FRAGMENTO:
Rebelión
Por Lautaro Rivara
vienes de la tierra, eres de tierra
y a la tierra darás tu amor postrero
Nicolás Guillén
Camponeses, guajiros, jíbaros, llaneros, paletos, labradores. Campesinos en suma. Peyizan como se les llama en la lengua nacional y popular de Haití. Todavía asociados en su etimología a las ideas de grosería, rusticidad y barbarie. Opuestos a aquellas otras de cultura, refinamiento y ciudadanía. “Destripaterrones”, tal y como reza un apelativo coloquial evidentemente despectivo. Los que vienen de afuera, los “pajueranos”. Los que acamparon a las afueras de las polis. Los que la alimentaron. Los que la tomaron e incendiaron cuando fue preciso. Campesinos caribeños y latinoamericanos, millones de ellos. O más claramente aún: pye atè, “pies en tierra”, descalzos. Y es que así andan los campesinos aquí, cuando no están bien enfundados en sandalias o zapatones de goma que gastan en círculos las apoyaturas naturales del pie, más resistentes los cueros que el propio material, expuestos finalmente a la roca o a las zarzas del camino.
Campesinos decíamos: una vasta y determinante clase social latinoamericana y caribeña que, pese a su pronunciado retroceso a merced de las políticas modernizadoras, del éxodo inducido y la voraz concentración de la tierra, persiste y subsiste. No faltará sin embargo quien hable del campesinado como de una rémora del pasado, de un anacronismo vivo, de una supervivencia feudal, de un residuo pre-moderno, de una costra de tiempos no capitalistas. Y es que vivir en el campo pareciera ser vivir en el pasado, provenir o al menos sobrevivir en otro tiempo histórico, al menos para los “adelantados” que hablan sin saber, que imaginan sin palpar la cuestión agraria y campesina. En fecha tan tardía como 1963, el belga Mauricio Maeterlinck describía los “vicios ordinarios del campesinado”: “son brutales, hipócritas, embusteros, rapaces, maldicentes, desconfiados, insidiosos, inclinados a los pequeños beneficios ilícitos, a las interpretaciones bajas, a la adulación del más fuerte. Se espían, se tienen envidia, se desprecian y se odian”. Cuarenta, cincuenta o hasta sesenta años después, encumbrados académicos, políticos y “técnicos” desarrollistas no dirán cosas mejores, bajo el ropaje de sesudos argumentos seudo-científicos.
El campesinado caribeño y latinoamericano, con sus muchos nombres y sus muchas realidades, yace frecuentemente solo frente a los azares del clima y de su mala o buena suerte. Solo frente a la salud y sus imponderables. Solo frente a sus requerimientos de semillas, mercados y créditos agrícolas. Solo frente a sus demandas de maestros y escuelas rurales. Pruebe a preguntar a un campesino haitiano cualquiera sobre sus cinco reivindicaciones más sentidas, y aparecerá, aún en primer lugar, el inalienable derecho a contar con una humilde escuela en su sección comunal.

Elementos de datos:
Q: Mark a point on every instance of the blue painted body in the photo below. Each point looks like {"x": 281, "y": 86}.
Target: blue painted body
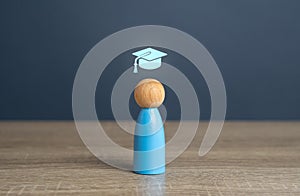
{"x": 149, "y": 143}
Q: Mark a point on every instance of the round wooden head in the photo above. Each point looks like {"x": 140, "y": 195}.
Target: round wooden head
{"x": 149, "y": 93}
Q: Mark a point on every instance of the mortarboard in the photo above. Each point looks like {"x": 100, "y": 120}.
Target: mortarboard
{"x": 147, "y": 58}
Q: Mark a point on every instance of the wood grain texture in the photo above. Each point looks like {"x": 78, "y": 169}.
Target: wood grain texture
{"x": 250, "y": 158}
{"x": 149, "y": 93}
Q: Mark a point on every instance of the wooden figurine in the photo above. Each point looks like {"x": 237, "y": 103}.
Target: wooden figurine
{"x": 149, "y": 137}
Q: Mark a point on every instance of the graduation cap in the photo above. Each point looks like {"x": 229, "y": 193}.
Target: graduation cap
{"x": 147, "y": 58}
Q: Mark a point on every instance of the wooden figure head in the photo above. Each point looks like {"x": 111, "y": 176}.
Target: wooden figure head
{"x": 149, "y": 93}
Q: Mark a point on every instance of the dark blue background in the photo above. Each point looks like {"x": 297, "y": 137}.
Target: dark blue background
{"x": 255, "y": 44}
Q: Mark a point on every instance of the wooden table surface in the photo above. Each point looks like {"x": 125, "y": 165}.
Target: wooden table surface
{"x": 249, "y": 158}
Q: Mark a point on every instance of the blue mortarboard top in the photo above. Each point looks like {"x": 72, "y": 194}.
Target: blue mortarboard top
{"x": 148, "y": 58}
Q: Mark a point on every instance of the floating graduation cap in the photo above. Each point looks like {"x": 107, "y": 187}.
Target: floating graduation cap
{"x": 147, "y": 58}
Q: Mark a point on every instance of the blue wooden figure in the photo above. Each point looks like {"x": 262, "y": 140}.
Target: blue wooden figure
{"x": 149, "y": 136}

CONJUNTO DE TAREAS:
#1 Según el fragmento sobre el campesinado, ¿qué nombre reciben los campesinos en la lengua nacional y popular de Haití?
#2 Duplique literalmente la parte del fragmento sobre el campesinado que empieza con "El campesinado caribeño" y continúa hasta "su sección comunal.".

RESULTADOS DEL EJERCICIO:
#1 Peyizan.

#2
El campesinado caribeño y latinoamericano, con sus muchos nombres y sus muchas realidades, yace frecuentemente solo frente a los azares del clima y de su mala o buena suerte. Solo frente a la salud y sus imponderables. Solo frente a sus requerimientos de semillas, mercados y créditos agrícolas. Solo frente a sus demandas de maestros y escuelas rurales. Pruebe a preguntar a un campesino haitiano cualquiera sobre sus cinco reivindicaciones más sentidas, y aparecerá, aún en primer lugar, el inalienable derecho a contar con una humilde escuela en su sección comunal.